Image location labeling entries
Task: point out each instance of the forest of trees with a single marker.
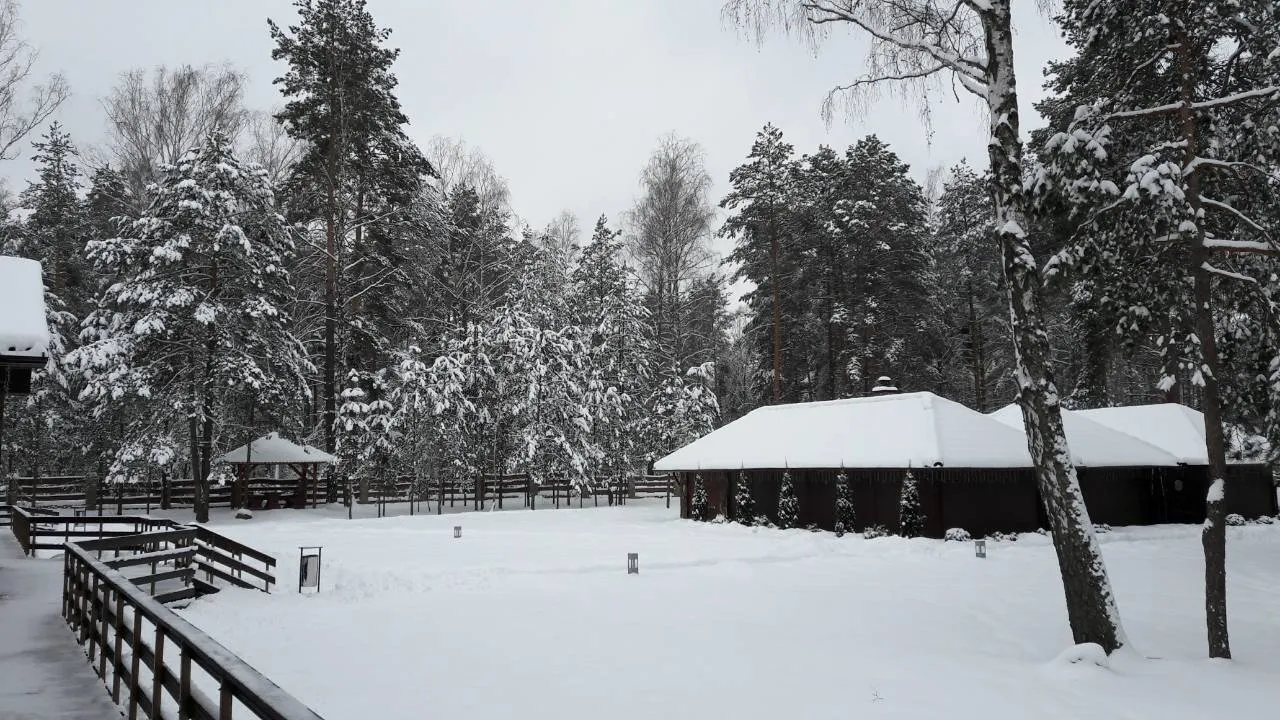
(215, 272)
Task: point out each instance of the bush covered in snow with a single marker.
(909, 513)
(744, 505)
(844, 504)
(789, 506)
(699, 509)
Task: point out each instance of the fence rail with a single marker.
(65, 491)
(496, 491)
(154, 662)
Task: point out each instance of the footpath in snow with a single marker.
(531, 615)
(44, 674)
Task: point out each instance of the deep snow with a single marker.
(44, 673)
(531, 615)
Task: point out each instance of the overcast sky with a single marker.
(567, 96)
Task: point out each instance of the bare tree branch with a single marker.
(19, 117)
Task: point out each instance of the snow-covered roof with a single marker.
(23, 326)
(1174, 427)
(915, 429)
(273, 449)
(1096, 445)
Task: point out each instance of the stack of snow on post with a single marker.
(969, 470)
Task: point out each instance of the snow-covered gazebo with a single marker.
(274, 451)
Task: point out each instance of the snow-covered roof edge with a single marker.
(272, 449)
(23, 323)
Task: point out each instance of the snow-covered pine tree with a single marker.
(760, 227)
(369, 436)
(195, 311)
(699, 507)
(973, 42)
(359, 174)
(789, 506)
(54, 232)
(845, 516)
(608, 311)
(910, 515)
(744, 505)
(1171, 181)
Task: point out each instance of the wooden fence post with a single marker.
(135, 646)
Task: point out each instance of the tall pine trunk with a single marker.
(1089, 604)
(1214, 534)
(777, 320)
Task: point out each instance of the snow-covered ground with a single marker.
(531, 615)
(44, 673)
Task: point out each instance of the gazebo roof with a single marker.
(274, 450)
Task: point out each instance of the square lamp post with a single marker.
(309, 568)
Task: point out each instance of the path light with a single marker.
(309, 568)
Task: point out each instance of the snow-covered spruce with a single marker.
(845, 516)
(744, 506)
(910, 516)
(789, 505)
(700, 507)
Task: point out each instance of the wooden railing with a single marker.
(154, 662)
(494, 491)
(39, 528)
(68, 491)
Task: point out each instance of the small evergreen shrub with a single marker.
(789, 506)
(909, 513)
(700, 505)
(844, 505)
(744, 505)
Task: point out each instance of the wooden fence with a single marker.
(264, 493)
(68, 491)
(213, 554)
(154, 662)
(496, 491)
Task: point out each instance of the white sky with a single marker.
(566, 96)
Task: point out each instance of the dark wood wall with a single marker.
(984, 501)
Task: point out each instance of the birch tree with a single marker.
(969, 42)
(1169, 163)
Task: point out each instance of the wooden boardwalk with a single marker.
(42, 671)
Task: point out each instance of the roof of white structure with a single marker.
(272, 449)
(1096, 445)
(915, 429)
(1174, 427)
(23, 326)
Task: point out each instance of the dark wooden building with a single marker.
(973, 470)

What needs to be done:
Give the lines from the one containing "Task: point out each instance of the wooden boardwalk" through the last line as a numbered list, leaving out any blank lines.

Output below:
1. Task: point out each instance of the wooden boardwalk with a single marker.
2. (42, 671)
3. Task: point out each instance of the roof of white structure with a single marker.
4. (272, 449)
5. (1096, 445)
6. (915, 429)
7. (1174, 427)
8. (23, 326)
9. Task: point out each instance of the dark wooden building with a single marker.
10. (973, 470)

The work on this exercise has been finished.